─── Source document ───

Re: [Proposal] Table-level Transparent Data Encryption (TDE) and Key Management Service (KMS)

Bruce Momjian <bruce@momjian.us>

From: Bruce Momjian <bruce@momjian.us>
To: Alvaro Herrera <alvherre@2ndquadrant.com>
Cc: Tomas Vondra <tomas.vondra@2ndquadrant.com>, Joe Conway <mail@joeconway.com>, Antonin Houska <ah@cybertec.at>, Stephen Frost <sfrost@snowman.net>, Masahiko Sawada <sawada.mshk@gmail.com>, Robert Haas <robertmhaas@gmail.com>, Haribabu Kommi <kommi.haribabu@gmail.com>, "Moon, Insung" <Moon_Insung_i3@lab.ntt.co.jp>, Ibrar Ahmed <ibrar.ahmad@gmail.com>, PostgreSQL-development <pgsql-hackers@postgresql.org>
Date: 2019-07-27T17:33:36Z
Lists: pgsql-hackers

Commits

Same data as JSON: GET /api/v1/messages/:b64id/commits the thread's linked commits as JSON, with link sources. API reference →
  1. Revamp the WAL record format.

On Thu, Jul 25, 2019 at 11:30:55PM -0400, Alvaro Herrera wrote:
> On 2019-Jul-25, Alvaro Herrera wrote:
> 
> > > Uh, there are no known attacks on AES with known plain-text, e.g., SSL
> > > uses AES, so I think we are good with encrypting everything after the
> > > first 16 bytes.

─── Material supplied ───

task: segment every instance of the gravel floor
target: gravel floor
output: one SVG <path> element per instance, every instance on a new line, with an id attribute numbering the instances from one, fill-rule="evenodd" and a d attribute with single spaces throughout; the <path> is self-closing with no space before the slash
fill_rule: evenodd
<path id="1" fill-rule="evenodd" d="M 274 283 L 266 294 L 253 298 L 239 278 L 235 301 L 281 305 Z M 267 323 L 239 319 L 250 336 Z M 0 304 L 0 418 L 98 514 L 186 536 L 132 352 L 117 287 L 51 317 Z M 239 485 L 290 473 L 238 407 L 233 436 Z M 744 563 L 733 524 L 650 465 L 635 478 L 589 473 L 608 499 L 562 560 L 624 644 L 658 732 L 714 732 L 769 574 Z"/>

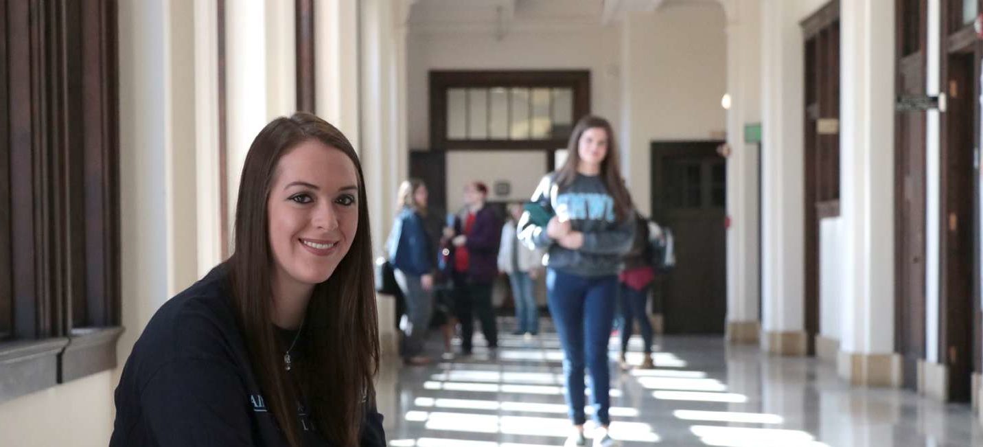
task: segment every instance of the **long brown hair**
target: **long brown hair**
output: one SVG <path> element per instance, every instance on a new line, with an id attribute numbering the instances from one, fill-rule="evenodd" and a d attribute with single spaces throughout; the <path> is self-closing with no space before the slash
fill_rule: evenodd
<path id="1" fill-rule="evenodd" d="M 327 439 L 358 443 L 365 406 L 375 403 L 378 371 L 378 322 L 373 279 L 372 241 L 365 177 L 351 142 L 320 118 L 298 112 L 266 125 L 253 140 L 243 166 L 236 205 L 235 251 L 227 261 L 239 329 L 267 407 L 291 446 L 300 446 L 299 396 L 283 367 L 272 312 L 273 256 L 266 202 L 276 166 L 288 150 L 318 140 L 344 152 L 358 171 L 359 225 L 348 253 L 326 281 L 314 288 L 301 338 L 305 359 L 297 363 L 308 414 Z"/>
<path id="2" fill-rule="evenodd" d="M 580 165 L 580 137 L 588 129 L 601 128 L 607 134 L 607 153 L 601 162 L 601 176 L 607 188 L 607 194 L 614 198 L 614 211 L 618 220 L 628 218 L 632 213 L 631 195 L 624 186 L 621 177 L 621 161 L 617 143 L 614 142 L 614 132 L 610 123 L 599 116 L 587 115 L 577 122 L 570 134 L 570 141 L 566 145 L 566 162 L 556 171 L 555 182 L 560 188 L 566 188 L 577 177 L 577 166 Z"/>
<path id="3" fill-rule="evenodd" d="M 425 187 L 424 181 L 420 179 L 407 179 L 399 185 L 399 191 L 396 193 L 396 211 L 399 212 L 404 207 L 408 207 L 422 216 L 427 215 L 427 204 L 417 203 L 417 190 L 420 187 Z"/>

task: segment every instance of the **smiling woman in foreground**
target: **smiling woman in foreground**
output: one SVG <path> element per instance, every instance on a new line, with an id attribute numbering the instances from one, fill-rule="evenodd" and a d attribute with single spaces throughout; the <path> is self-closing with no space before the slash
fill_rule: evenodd
<path id="1" fill-rule="evenodd" d="M 378 446 L 378 325 L 362 167 L 297 113 L 246 156 L 232 256 L 150 319 L 111 446 Z"/>

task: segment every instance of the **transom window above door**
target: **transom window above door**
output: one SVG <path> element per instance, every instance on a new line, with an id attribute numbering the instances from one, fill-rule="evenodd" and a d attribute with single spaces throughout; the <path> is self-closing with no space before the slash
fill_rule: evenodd
<path id="1" fill-rule="evenodd" d="M 590 72 L 431 72 L 437 149 L 555 149 L 590 111 Z"/>

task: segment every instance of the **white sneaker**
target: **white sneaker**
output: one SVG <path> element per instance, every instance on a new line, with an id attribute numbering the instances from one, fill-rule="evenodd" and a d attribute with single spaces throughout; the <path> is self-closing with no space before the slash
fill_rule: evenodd
<path id="1" fill-rule="evenodd" d="M 607 434 L 607 430 L 601 430 L 594 435 L 594 447 L 613 447 L 615 445 L 618 444 Z"/>
<path id="2" fill-rule="evenodd" d="M 566 438 L 566 442 L 563 443 L 563 447 L 585 447 L 586 445 L 587 438 L 584 437 L 583 432 L 571 434 Z"/>

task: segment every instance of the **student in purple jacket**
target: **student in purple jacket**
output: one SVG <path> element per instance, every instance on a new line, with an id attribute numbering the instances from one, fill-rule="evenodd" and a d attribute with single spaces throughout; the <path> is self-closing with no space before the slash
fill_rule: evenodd
<path id="1" fill-rule="evenodd" d="M 635 213 L 618 166 L 617 144 L 604 118 L 587 116 L 573 128 L 566 163 L 540 182 L 532 201 L 549 203 L 549 223 L 529 212 L 519 221 L 519 239 L 548 251 L 547 301 L 560 344 L 566 402 L 574 430 L 566 447 L 587 443 L 584 435 L 584 370 L 591 374 L 595 447 L 610 447 L 610 338 L 617 274 L 631 249 Z"/>
<path id="2" fill-rule="evenodd" d="M 232 256 L 150 318 L 116 387 L 111 447 L 385 447 L 362 166 L 298 112 L 253 140 Z"/>
<path id="3" fill-rule="evenodd" d="M 481 182 L 464 188 L 464 209 L 454 219 L 454 228 L 446 229 L 452 238 L 453 256 L 448 262 L 454 282 L 454 307 L 461 322 L 461 354 L 471 355 L 474 314 L 482 322 L 482 333 L 489 348 L 498 347 L 498 328 L 492 308 L 492 283 L 498 275 L 498 242 L 501 220 L 494 210 L 485 206 L 489 189 Z"/>

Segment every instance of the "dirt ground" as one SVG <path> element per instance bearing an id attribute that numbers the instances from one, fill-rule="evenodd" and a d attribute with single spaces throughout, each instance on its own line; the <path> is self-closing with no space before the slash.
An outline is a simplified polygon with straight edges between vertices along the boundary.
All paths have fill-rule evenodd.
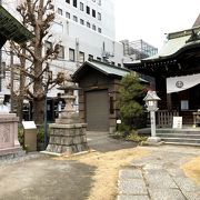
<path id="1" fill-rule="evenodd" d="M 87 166 L 96 167 L 88 200 L 112 200 L 116 199 L 117 196 L 119 169 L 129 164 L 131 160 L 148 156 L 148 151 L 130 148 L 110 152 L 91 152 L 87 156 L 74 158 L 57 159 L 78 160 Z"/>

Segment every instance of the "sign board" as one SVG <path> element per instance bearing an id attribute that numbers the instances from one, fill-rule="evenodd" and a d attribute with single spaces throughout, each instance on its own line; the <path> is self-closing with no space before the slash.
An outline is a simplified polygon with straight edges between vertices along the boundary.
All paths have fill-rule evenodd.
<path id="1" fill-rule="evenodd" d="M 24 129 L 37 129 L 34 121 L 22 121 Z"/>
<path id="2" fill-rule="evenodd" d="M 118 120 L 117 120 L 117 123 L 118 123 L 118 124 L 119 124 L 119 123 L 121 123 L 121 120 L 120 120 L 120 119 L 118 119 Z"/>
<path id="3" fill-rule="evenodd" d="M 173 117 L 173 129 L 182 129 L 182 117 Z"/>

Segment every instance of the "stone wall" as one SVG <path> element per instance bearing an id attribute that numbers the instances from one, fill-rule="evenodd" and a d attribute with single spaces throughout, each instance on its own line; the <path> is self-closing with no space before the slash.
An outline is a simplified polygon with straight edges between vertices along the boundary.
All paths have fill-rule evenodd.
<path id="1" fill-rule="evenodd" d="M 49 152 L 71 154 L 88 150 L 86 123 L 50 124 Z"/>

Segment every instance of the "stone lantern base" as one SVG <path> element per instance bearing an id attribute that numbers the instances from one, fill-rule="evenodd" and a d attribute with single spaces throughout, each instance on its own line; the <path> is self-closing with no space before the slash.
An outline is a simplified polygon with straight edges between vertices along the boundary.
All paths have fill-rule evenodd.
<path id="1" fill-rule="evenodd" d="M 50 124 L 50 140 L 47 152 L 72 154 L 89 149 L 86 136 L 86 123 Z"/>

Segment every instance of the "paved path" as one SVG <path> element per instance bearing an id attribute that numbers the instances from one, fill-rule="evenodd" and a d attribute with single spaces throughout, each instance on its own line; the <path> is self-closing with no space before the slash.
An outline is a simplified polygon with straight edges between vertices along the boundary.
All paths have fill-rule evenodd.
<path id="1" fill-rule="evenodd" d="M 108 152 L 134 147 L 88 132 L 89 147 Z M 96 167 L 76 160 L 58 160 L 39 152 L 0 161 L 0 200 L 84 200 L 93 184 Z"/>
<path id="2" fill-rule="evenodd" d="M 180 166 L 200 156 L 200 148 L 141 147 L 151 154 L 119 172 L 118 200 L 200 200 L 200 186 Z"/>

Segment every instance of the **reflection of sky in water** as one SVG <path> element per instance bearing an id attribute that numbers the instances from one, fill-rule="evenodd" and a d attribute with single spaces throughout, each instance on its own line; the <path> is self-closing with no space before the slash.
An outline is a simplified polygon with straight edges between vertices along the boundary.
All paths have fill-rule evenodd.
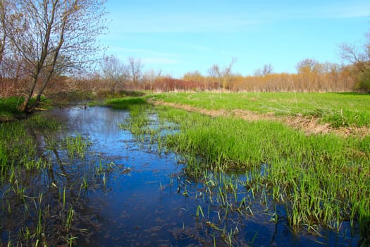
<path id="1" fill-rule="evenodd" d="M 197 222 L 195 215 L 198 205 L 202 205 L 204 214 L 209 208 L 209 218 L 216 221 L 217 208 L 202 199 L 183 196 L 183 188 L 177 193 L 180 181 L 174 174 L 180 173 L 181 167 L 175 155 L 160 157 L 145 152 L 129 132 L 120 129 L 118 124 L 130 117 L 128 112 L 104 107 L 75 107 L 56 109 L 49 114 L 66 123 L 66 135 L 80 133 L 88 137 L 93 142 L 92 150 L 123 168 L 132 169 L 128 174 L 122 171 L 107 174 L 106 192 L 88 192 L 85 217 L 91 217 L 97 227 L 89 229 L 94 232 L 80 236 L 78 246 L 213 246 L 211 237 L 211 242 L 202 240 L 209 229 L 204 227 L 204 222 Z M 173 184 L 170 186 L 171 175 Z M 241 180 L 246 179 L 245 174 L 241 176 Z M 192 182 L 187 190 L 195 195 L 199 186 Z M 243 191 L 245 189 L 240 188 L 240 192 Z M 322 237 L 307 234 L 296 236 L 287 227 L 283 206 L 277 205 L 278 215 L 283 217 L 276 223 L 264 212 L 265 209 L 259 200 L 252 205 L 254 215 L 245 216 L 238 226 L 241 232 L 238 238 L 247 243 L 253 241 L 254 246 L 321 246 L 316 241 L 328 246 L 338 243 L 350 246 L 358 241 L 348 237 L 350 233 L 347 234 L 346 241 L 343 233 L 328 231 L 322 232 Z M 209 231 L 208 238 L 211 234 Z M 220 244 L 227 246 L 218 239 Z"/>

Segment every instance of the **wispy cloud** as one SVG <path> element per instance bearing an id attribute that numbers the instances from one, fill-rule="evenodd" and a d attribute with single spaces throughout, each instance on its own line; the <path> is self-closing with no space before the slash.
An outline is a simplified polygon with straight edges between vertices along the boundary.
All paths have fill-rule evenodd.
<path id="1" fill-rule="evenodd" d="M 164 56 L 164 57 L 180 57 L 183 56 L 180 54 L 174 53 L 166 53 L 166 52 L 155 52 L 150 49 L 137 49 L 137 48 L 125 48 L 122 47 L 112 47 L 111 50 L 118 52 L 120 53 L 125 53 L 128 54 L 137 54 L 137 55 L 145 55 L 145 56 Z"/>
<path id="2" fill-rule="evenodd" d="M 151 13 L 126 15 L 113 25 L 130 33 L 236 32 L 257 25 L 257 20 L 237 15 Z M 121 23 L 121 24 L 120 24 Z"/>
<path id="3" fill-rule="evenodd" d="M 173 59 L 168 57 L 144 57 L 142 61 L 144 64 L 166 65 L 176 64 L 181 61 L 178 59 Z"/>

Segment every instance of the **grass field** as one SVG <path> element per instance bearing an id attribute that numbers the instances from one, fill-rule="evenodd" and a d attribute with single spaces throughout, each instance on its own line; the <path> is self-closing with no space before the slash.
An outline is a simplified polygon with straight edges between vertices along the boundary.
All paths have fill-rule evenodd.
<path id="1" fill-rule="evenodd" d="M 343 111 L 350 119 L 349 125 L 364 128 L 369 126 L 369 121 L 366 116 L 369 114 L 369 95 L 202 92 L 165 93 L 148 98 L 198 109 L 273 112 L 278 117 Z M 129 100 L 123 100 L 123 104 Z M 140 109 L 144 112 L 148 108 L 151 107 L 145 104 L 129 107 L 132 112 Z M 348 220 L 359 224 L 363 237 L 370 234 L 369 135 L 307 135 L 273 120 L 210 116 L 168 106 L 155 107 L 154 112 L 161 122 L 179 126 L 178 133 L 156 138 L 166 148 L 186 157 L 187 176 L 202 179 L 209 171 L 248 173 L 266 165 L 264 174 L 255 173 L 245 186 L 249 191 L 268 191 L 274 200 L 285 205 L 293 229 L 302 226 L 340 229 L 341 222 Z M 137 121 L 135 115 L 140 116 Z M 142 114 L 132 117 L 135 133 L 158 134 L 147 130 L 150 127 L 144 124 Z M 317 117 L 332 121 L 324 114 Z M 127 125 L 125 128 L 130 128 Z"/>
<path id="2" fill-rule="evenodd" d="M 151 95 L 209 110 L 248 110 L 275 116 L 317 117 L 333 127 L 370 126 L 370 95 L 294 92 L 168 92 Z"/>

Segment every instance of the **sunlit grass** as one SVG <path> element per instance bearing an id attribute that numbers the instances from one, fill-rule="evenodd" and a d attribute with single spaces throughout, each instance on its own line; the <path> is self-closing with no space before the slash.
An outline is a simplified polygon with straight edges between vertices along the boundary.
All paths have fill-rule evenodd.
<path id="1" fill-rule="evenodd" d="M 334 127 L 370 126 L 370 95 L 304 92 L 167 92 L 154 100 L 190 105 L 209 110 L 244 109 L 275 115 L 319 117 Z"/>
<path id="2" fill-rule="evenodd" d="M 210 117 L 166 107 L 156 109 L 162 123 L 173 122 L 180 130 L 164 136 L 153 132 L 155 138 L 182 155 L 186 176 L 209 187 L 202 198 L 209 196 L 209 201 L 223 205 L 224 215 L 230 210 L 252 214 L 247 200 L 250 195 L 259 194 L 267 207 L 272 199 L 285 205 L 294 231 L 304 226 L 314 231 L 319 227 L 340 230 L 346 220 L 361 222 L 362 229 L 369 224 L 369 136 L 307 136 L 272 121 Z M 132 115 L 134 119 L 135 116 L 140 114 Z M 210 172 L 230 171 L 245 172 L 249 179 L 240 181 L 209 176 Z M 247 188 L 247 197 L 237 195 L 238 184 Z M 183 193 L 190 196 L 186 190 Z M 206 215 L 202 207 L 195 214 L 197 218 Z M 271 217 L 277 217 L 276 214 Z M 218 227 L 214 222 L 211 224 Z M 228 231 L 221 231 L 221 235 L 230 234 Z"/>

───

--- Tasks to complete ---
A - Update the mailing list message from "Same data as" to "WAL record format.", replacing "Revamp" with "Rework".
B - In the mailing list message, list every email address in the Cc line that ends in gmail.com.

--- Written responses ---
A -
Same data as JSON: GET /api/v1/messages/:b64id/commits the thread's linked commits as JSON, with link sources. API reference →
  1. Rework the WAL record format.

B -
sawada.mshk@gmail.com
robertmhaas@gmail.com
kommi.haribabu@gmail.com
ibrar.ahmad@gmail.com